■ **Directions for this task**: Swap every occurrence of "locate" for "mark" throughout the data below, and repeat all of it with nothing else altered.

■ **Extracted records**:
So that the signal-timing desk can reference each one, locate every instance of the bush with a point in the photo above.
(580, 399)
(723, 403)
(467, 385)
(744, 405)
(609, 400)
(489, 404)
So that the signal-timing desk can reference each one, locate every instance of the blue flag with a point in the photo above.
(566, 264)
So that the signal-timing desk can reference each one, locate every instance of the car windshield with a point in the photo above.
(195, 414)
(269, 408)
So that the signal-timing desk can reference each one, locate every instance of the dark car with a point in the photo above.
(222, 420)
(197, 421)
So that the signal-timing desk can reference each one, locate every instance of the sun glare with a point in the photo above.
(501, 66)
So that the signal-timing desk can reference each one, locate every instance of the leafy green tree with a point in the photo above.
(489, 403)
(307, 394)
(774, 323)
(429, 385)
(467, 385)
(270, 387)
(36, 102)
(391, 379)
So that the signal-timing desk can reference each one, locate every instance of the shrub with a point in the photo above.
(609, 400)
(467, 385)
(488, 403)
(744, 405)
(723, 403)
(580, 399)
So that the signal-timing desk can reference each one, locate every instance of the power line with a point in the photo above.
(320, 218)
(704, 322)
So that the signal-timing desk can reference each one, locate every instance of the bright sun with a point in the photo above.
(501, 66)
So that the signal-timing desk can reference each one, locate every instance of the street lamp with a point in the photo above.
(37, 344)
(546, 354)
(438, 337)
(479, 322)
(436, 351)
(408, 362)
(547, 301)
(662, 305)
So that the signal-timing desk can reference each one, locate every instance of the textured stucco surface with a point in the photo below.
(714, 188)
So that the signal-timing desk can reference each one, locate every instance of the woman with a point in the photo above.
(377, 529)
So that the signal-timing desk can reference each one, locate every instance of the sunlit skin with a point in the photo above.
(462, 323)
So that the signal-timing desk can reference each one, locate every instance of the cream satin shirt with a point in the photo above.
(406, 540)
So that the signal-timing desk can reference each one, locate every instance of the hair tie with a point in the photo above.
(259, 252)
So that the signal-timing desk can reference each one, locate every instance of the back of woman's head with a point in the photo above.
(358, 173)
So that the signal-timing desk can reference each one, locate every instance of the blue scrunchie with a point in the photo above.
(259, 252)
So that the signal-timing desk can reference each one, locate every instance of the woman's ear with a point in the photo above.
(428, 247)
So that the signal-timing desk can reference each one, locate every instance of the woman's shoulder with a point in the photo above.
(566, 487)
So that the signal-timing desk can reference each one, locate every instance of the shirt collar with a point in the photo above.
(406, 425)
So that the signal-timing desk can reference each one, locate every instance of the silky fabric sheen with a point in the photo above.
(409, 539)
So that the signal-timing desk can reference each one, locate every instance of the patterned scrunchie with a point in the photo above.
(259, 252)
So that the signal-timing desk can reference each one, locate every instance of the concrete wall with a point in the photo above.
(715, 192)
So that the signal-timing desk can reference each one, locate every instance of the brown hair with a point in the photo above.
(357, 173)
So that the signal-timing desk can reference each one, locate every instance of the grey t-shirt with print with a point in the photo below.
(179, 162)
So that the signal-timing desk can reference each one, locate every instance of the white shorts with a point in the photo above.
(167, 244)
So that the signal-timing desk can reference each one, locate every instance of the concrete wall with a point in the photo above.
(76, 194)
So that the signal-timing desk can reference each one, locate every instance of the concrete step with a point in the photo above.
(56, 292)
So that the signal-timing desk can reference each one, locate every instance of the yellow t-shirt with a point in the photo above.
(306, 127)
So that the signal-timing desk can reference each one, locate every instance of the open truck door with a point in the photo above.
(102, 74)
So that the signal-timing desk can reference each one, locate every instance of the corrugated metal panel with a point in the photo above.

■ **Answer to this task**:
So that the signal-timing desk can reference each one, mark every instance of the bush with a point in the photo above.
(580, 399)
(723, 403)
(467, 385)
(744, 405)
(609, 400)
(489, 404)
So that the signal-timing desk can reference each one, mark every instance of the blue flag with a point in the photo above.
(566, 264)
So that the signal-timing desk can reference each one, mark every instance of the car windshield with a point in the photo above.
(195, 414)
(269, 408)
So that the signal-timing desk can reference each one, mark every instance of the dark car with a point in the photo above.
(222, 420)
(197, 421)
So that the signal-timing desk can reference each one, mark every instance of the sun glare with a point in the photo above.
(501, 66)
So that the signal-timing desk can reference each one, mark every instance of the leafy green tree with a point in the photo above.
(489, 403)
(307, 394)
(774, 323)
(429, 385)
(467, 385)
(270, 387)
(36, 102)
(391, 379)
So that the signal-timing desk can reference each one, mark every instance of the shrub with a point in the photo above.
(609, 400)
(467, 385)
(488, 403)
(744, 405)
(723, 403)
(580, 399)
So that the signal-timing desk can reference each one, mark every instance of the power line with a point in the photo above.
(320, 218)
(704, 322)
So that the signal-timing desk can reference each one, mark every instance of the bright sun with a point in the photo above.
(501, 66)
So that the signal-timing desk can reference each one, mark every instance of the street lamp with a point in the photo above.
(37, 344)
(546, 354)
(438, 337)
(479, 322)
(436, 351)
(408, 362)
(547, 301)
(662, 305)
So that the signal-timing desk can reference each one, mark every instance of the textured stucco surface with a point in the photo below.
(714, 188)
So that the signal-timing desk can reference each one, mark every instance of the woman with a point in the photo above.
(377, 529)
So that the signal-timing desk can reference each one, mark every instance of the sunlit skin with a point in the photo above.
(462, 323)
So that the signal-timing desk can reference each one, mark every instance of the cream satin shirt with a point in the photo above.
(406, 540)
So that the signal-timing desk can reference each one, mark every instance of the hair tie with a point in the photo above.
(259, 252)
So that the signal-timing desk can reference each one, mark every instance of the back of woman's head with a point in the photo above.
(358, 173)
So that the signal-timing desk can reference each one, mark every instance of the blue scrunchie with a point in the photo above.
(259, 252)
So that the signal-timing desk can reference each one, mark every instance of the woman's ear with a point in the photo above.
(428, 247)
So that the signal-timing desk can reference each one, mark every instance of the woman's shoulder with a point in the photo above.
(566, 487)
So that the signal-timing desk can reference each one, mark every instance of the shirt collar with a point in the photo above.
(406, 425)
So that the signal-timing desk can reference each one, mark every instance of the silky fabric sheen with a point in the photo above.
(409, 539)
So that the signal-timing desk can reference each one, mark every instance of the patterned scrunchie with a point in the photo above.
(259, 252)
So that the signal-timing desk can reference each one, mark every instance of the concrete wall with a point in the photo above.
(715, 192)
So that the signal-timing desk can reference each one, mark every instance of the brown hair with a point in the photo above.
(357, 173)
So that the signal-timing desk can reference each one, mark every instance of the grey t-shirt with print with a point in the photo below.
(179, 162)
So that the signal-timing desk can reference each one, mark every instance of the white shorts with a point in the photo above.
(167, 244)
So that the signal-timing desk can reference each one, mark every instance of the concrete wall with a point in the photo above.
(76, 194)
So that the signal-timing desk can reference each one, mark every instance of the concrete step with a point in the photo above.
(56, 292)
So that the signal-timing desk can reference each one, mark every instance of the yellow t-shirt with a point in the photo above.
(306, 127)
So that the signal-timing desk can reference each one, mark every instance of the open truck door with a point in the photo above.
(102, 74)
So that the signal-timing desk can reference each one, mark every instance of the corrugated metal panel with a point in the photo above.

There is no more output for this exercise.